# START OF Record set

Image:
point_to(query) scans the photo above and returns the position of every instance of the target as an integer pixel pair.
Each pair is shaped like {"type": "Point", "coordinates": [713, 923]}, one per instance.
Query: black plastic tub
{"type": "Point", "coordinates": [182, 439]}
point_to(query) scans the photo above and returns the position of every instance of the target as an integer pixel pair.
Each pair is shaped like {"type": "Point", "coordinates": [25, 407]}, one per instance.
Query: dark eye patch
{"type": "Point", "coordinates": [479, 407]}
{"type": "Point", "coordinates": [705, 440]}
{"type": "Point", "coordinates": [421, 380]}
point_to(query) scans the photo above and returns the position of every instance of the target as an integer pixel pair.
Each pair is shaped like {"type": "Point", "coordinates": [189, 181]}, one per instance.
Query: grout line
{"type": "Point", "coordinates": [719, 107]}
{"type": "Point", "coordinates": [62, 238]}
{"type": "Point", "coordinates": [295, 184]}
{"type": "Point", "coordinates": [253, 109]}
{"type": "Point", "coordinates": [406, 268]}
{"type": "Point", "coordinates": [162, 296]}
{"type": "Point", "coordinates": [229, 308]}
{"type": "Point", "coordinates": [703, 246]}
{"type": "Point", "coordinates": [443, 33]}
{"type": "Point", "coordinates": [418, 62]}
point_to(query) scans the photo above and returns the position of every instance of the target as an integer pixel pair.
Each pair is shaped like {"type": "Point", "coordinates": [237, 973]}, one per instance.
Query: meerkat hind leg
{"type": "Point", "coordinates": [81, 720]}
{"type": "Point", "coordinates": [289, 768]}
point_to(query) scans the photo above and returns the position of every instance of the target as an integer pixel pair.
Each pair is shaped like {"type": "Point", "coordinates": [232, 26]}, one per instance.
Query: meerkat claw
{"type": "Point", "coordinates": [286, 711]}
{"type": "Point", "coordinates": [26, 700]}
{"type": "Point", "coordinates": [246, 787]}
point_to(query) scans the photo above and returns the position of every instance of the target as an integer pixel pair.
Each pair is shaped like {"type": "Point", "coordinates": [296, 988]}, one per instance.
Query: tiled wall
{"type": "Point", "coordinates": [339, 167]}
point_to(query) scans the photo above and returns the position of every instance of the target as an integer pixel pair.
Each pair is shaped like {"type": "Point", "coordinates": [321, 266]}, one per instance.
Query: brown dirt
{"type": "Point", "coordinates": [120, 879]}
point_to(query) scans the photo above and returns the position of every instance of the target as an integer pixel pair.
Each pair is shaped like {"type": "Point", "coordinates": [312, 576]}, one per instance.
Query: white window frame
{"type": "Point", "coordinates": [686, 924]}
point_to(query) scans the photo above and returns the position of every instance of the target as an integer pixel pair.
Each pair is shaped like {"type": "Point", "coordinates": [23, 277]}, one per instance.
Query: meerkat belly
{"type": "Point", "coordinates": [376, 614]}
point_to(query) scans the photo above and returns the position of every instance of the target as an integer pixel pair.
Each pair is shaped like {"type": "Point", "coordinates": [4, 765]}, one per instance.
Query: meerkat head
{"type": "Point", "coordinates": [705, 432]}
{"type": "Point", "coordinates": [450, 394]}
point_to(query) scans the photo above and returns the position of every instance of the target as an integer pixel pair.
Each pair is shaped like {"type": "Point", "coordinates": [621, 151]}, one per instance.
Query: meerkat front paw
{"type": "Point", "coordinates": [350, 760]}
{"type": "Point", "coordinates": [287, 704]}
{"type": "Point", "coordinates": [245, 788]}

# END OF Record set
# START OF Record set

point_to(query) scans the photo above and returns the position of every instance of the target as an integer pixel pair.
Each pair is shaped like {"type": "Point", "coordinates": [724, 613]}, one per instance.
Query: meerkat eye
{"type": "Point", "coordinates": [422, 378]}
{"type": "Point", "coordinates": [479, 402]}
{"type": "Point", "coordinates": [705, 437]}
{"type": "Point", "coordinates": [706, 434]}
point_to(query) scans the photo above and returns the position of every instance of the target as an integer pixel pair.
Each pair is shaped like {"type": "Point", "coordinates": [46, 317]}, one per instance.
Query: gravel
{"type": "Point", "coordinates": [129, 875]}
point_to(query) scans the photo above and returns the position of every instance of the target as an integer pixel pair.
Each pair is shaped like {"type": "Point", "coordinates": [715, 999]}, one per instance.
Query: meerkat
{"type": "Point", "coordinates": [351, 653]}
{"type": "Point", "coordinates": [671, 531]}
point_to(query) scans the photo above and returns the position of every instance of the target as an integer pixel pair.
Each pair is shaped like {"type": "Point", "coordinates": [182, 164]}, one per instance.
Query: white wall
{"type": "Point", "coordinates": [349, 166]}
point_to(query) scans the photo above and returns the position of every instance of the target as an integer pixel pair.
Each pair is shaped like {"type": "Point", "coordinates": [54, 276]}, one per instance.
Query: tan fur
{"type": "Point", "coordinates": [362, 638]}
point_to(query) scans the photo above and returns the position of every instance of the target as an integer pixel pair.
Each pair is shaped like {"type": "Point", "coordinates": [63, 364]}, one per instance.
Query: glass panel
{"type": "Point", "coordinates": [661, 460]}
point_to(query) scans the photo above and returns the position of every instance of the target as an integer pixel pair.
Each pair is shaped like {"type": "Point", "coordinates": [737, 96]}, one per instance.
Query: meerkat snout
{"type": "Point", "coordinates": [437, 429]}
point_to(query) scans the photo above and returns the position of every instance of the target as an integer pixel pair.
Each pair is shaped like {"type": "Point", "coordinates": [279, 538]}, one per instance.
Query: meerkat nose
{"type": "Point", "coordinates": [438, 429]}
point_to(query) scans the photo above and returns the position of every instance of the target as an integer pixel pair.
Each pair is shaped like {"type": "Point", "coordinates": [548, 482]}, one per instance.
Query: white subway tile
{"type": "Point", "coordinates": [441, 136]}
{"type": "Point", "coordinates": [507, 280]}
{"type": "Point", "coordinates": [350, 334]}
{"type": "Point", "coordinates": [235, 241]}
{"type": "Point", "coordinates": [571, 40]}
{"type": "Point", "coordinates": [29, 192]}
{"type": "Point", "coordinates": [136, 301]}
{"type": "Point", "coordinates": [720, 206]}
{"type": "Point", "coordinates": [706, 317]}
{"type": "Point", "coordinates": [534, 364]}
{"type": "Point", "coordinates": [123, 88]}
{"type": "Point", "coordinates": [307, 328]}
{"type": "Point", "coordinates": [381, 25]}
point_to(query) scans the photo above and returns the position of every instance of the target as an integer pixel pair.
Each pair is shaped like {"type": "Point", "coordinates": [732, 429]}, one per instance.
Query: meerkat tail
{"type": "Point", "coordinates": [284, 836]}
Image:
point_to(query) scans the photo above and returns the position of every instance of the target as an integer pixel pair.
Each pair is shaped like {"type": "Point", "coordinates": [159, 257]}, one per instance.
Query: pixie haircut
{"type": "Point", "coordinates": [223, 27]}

# END OF Record set

Pick out and copy every line of the data above that contains the string "meerkat", treating uppercase and lowercase as distinct.

Output below
Query: meerkat hind leg
Query: meerkat claw
Query: meerkat belly
Query: meerkat head
Query: meerkat front paw
Query: meerkat eye
Query: meerkat
Query: meerkat snout
Query: meerkat nose
Query: meerkat tail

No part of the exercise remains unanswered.